=== Records to use ===

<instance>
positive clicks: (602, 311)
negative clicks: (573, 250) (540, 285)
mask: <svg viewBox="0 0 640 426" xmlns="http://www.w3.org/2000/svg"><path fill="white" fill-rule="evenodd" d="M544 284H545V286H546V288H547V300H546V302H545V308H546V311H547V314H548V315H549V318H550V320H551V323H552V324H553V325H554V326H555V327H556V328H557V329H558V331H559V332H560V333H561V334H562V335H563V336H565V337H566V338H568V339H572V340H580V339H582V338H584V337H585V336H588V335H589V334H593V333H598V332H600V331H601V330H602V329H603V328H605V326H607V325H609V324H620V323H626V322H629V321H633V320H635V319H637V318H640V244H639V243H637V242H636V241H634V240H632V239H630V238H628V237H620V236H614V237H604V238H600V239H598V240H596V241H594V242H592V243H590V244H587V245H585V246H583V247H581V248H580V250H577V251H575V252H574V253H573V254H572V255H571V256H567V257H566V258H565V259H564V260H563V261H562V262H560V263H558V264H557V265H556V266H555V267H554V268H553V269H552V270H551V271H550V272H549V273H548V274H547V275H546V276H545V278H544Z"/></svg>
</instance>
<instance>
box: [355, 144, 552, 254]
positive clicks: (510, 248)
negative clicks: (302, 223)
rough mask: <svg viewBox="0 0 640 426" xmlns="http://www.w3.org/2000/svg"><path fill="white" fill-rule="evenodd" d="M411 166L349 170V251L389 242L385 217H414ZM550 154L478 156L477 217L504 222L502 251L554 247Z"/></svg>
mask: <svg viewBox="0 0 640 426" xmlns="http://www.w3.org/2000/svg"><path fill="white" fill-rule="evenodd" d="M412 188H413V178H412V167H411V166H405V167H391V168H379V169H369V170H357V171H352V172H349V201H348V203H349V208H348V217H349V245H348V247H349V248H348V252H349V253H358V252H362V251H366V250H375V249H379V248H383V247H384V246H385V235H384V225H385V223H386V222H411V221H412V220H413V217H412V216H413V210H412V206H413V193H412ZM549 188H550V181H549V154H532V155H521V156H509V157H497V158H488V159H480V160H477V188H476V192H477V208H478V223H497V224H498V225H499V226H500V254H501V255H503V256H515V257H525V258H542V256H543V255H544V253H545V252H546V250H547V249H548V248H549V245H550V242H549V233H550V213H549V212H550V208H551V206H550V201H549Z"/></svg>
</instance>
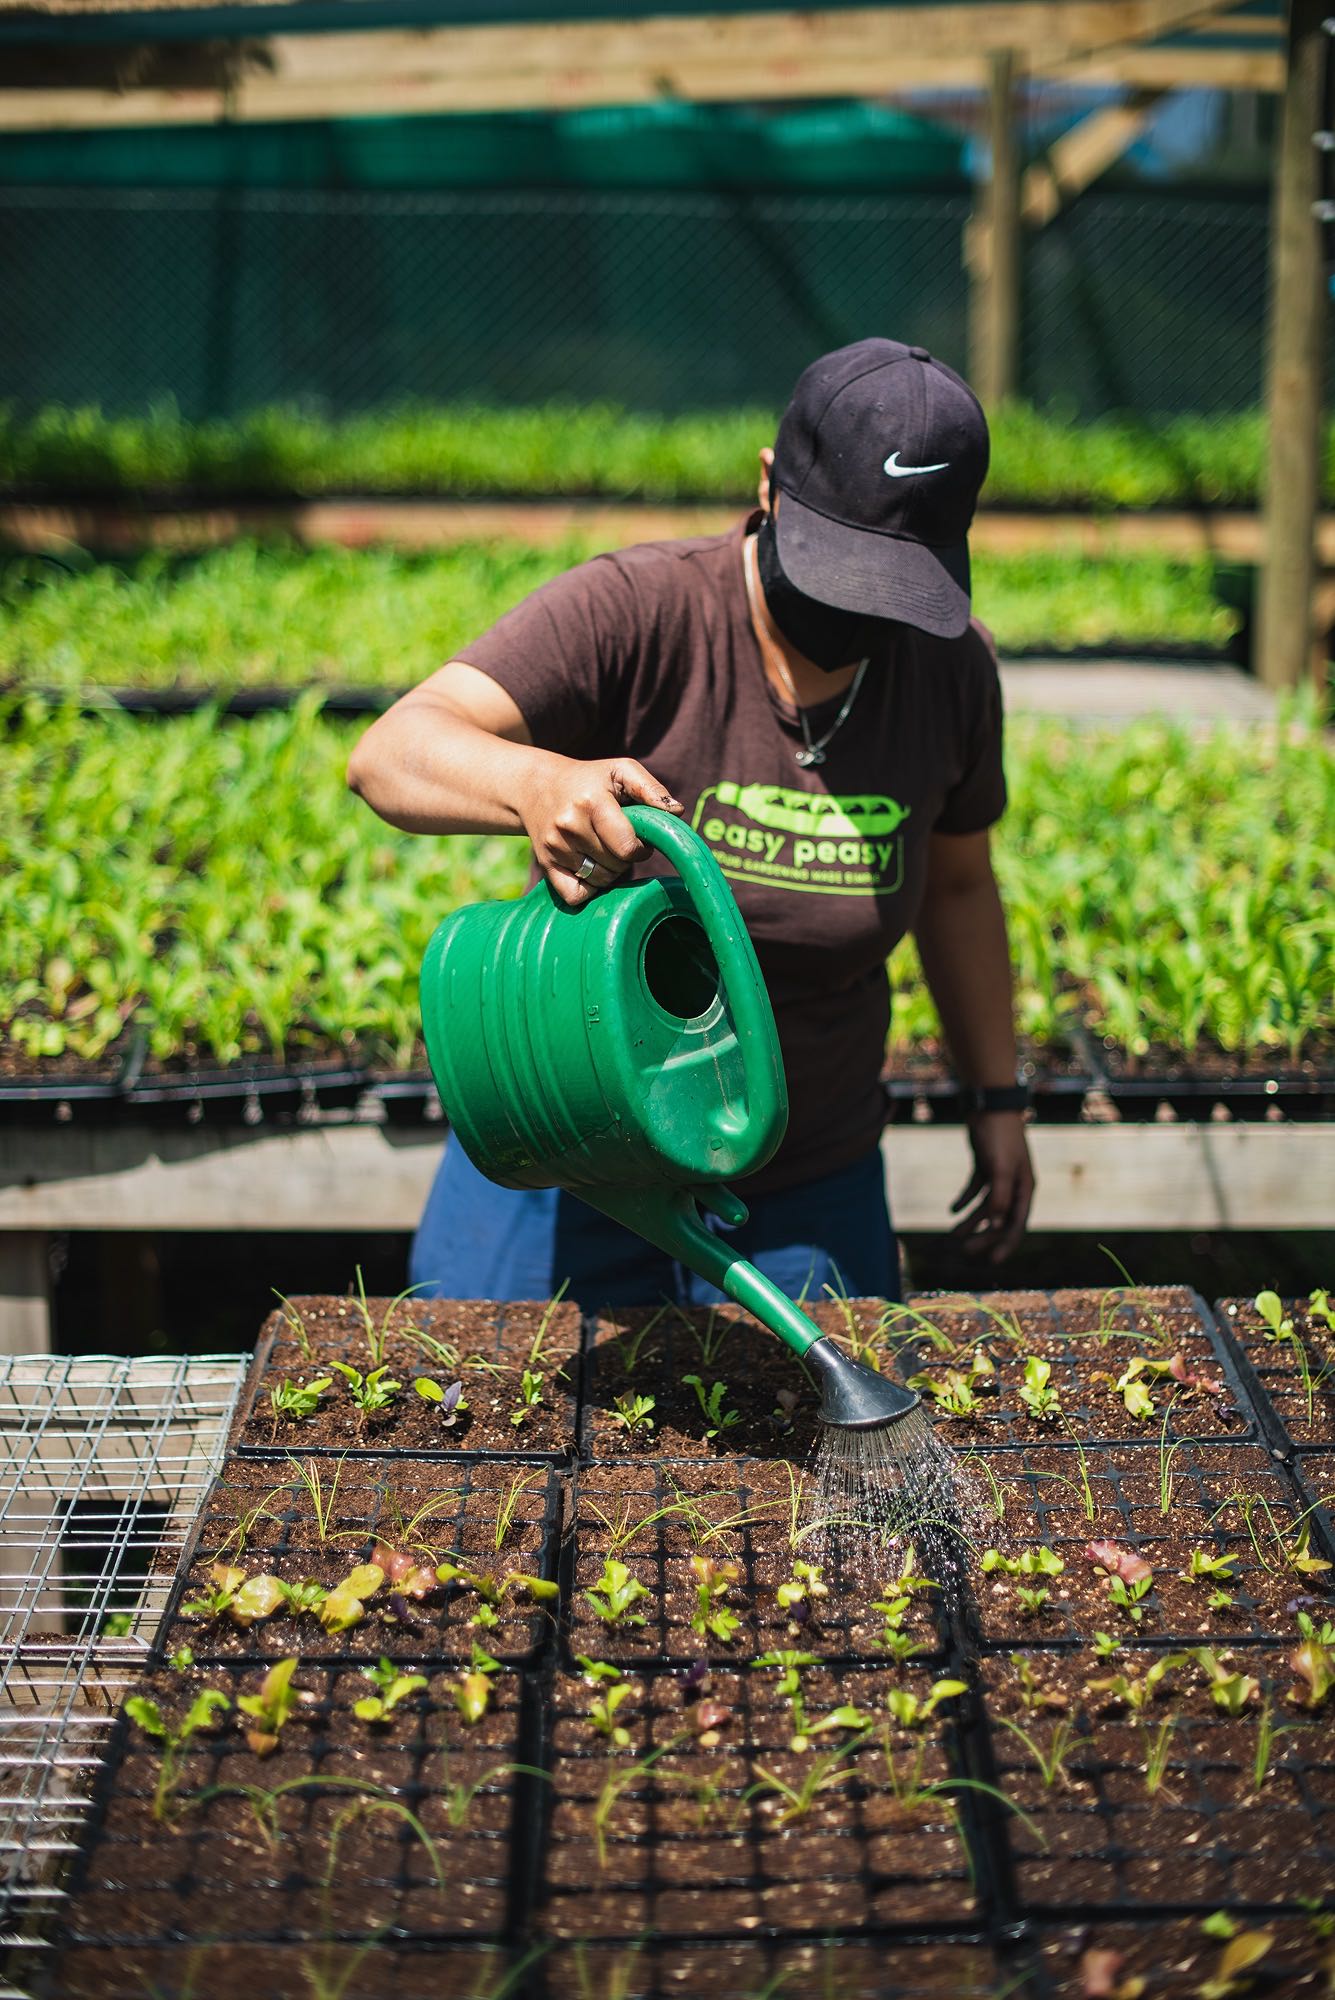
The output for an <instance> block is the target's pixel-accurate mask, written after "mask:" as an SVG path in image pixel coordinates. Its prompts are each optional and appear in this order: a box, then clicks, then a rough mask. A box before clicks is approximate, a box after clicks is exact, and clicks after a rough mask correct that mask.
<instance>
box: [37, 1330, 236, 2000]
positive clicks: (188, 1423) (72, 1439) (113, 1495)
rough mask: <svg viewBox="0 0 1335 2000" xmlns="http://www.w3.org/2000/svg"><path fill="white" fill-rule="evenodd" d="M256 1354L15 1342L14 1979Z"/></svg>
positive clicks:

===

» Task requirements
Only the lines from the one with "box: [37, 1330, 236, 2000]" through the final line above should be repeated, each exactly as written.

» Response to the task
box: [37, 1330, 236, 2000]
positive clicks: (188, 1423) (72, 1439) (113, 1495)
rough mask: <svg viewBox="0 0 1335 2000" xmlns="http://www.w3.org/2000/svg"><path fill="white" fill-rule="evenodd" d="M256 1354L15 1342L14 1979Z"/></svg>
positive clicks:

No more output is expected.